**WHAT IS NEEDED**: Reproduce the rows verbatim, from the one containing "Identify every instance of the sky" down to the last of the rows, leaving out the pictures.

**ENTRIES SHOWN**:

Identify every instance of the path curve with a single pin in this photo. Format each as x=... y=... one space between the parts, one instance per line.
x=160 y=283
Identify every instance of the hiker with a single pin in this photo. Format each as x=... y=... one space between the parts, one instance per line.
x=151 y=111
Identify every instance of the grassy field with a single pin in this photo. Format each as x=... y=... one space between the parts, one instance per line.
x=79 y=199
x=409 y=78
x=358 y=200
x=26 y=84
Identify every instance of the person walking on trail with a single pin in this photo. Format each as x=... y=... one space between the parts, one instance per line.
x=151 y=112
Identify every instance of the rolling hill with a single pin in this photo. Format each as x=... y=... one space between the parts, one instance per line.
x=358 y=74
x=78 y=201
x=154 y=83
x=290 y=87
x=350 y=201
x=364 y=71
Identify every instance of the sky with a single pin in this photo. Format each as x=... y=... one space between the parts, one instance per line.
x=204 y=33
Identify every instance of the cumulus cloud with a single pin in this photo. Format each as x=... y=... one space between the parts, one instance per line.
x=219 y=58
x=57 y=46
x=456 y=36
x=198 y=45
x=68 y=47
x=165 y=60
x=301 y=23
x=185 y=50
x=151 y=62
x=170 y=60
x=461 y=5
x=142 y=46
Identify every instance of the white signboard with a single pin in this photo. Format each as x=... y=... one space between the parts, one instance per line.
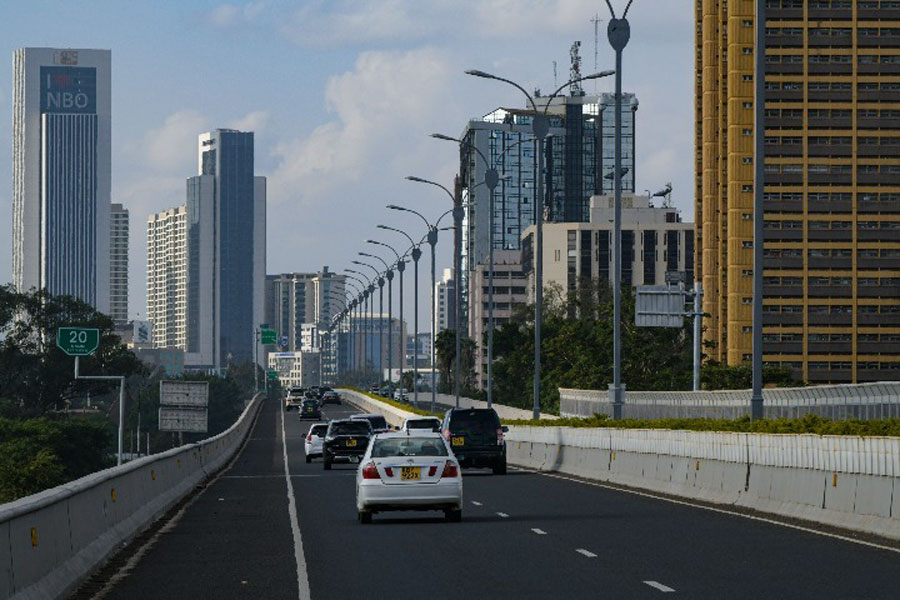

**REPLY**:
Identify every instance of the sky with a single pin in this photo. Format each as x=... y=... one space between the parts, one instance per line.
x=204 y=33
Identify every instance of the cumulus cloud with a single pin in this photo. Format each as x=... y=... one space between the parts, one instance per line.
x=219 y=58
x=57 y=46
x=456 y=36
x=198 y=45
x=68 y=47
x=165 y=60
x=301 y=23
x=185 y=50
x=151 y=62
x=170 y=60
x=461 y=5
x=142 y=46
Identify every instance of the white signboard with a single pin in this photo. Format each as x=... y=... one space between the parts, one instance per line.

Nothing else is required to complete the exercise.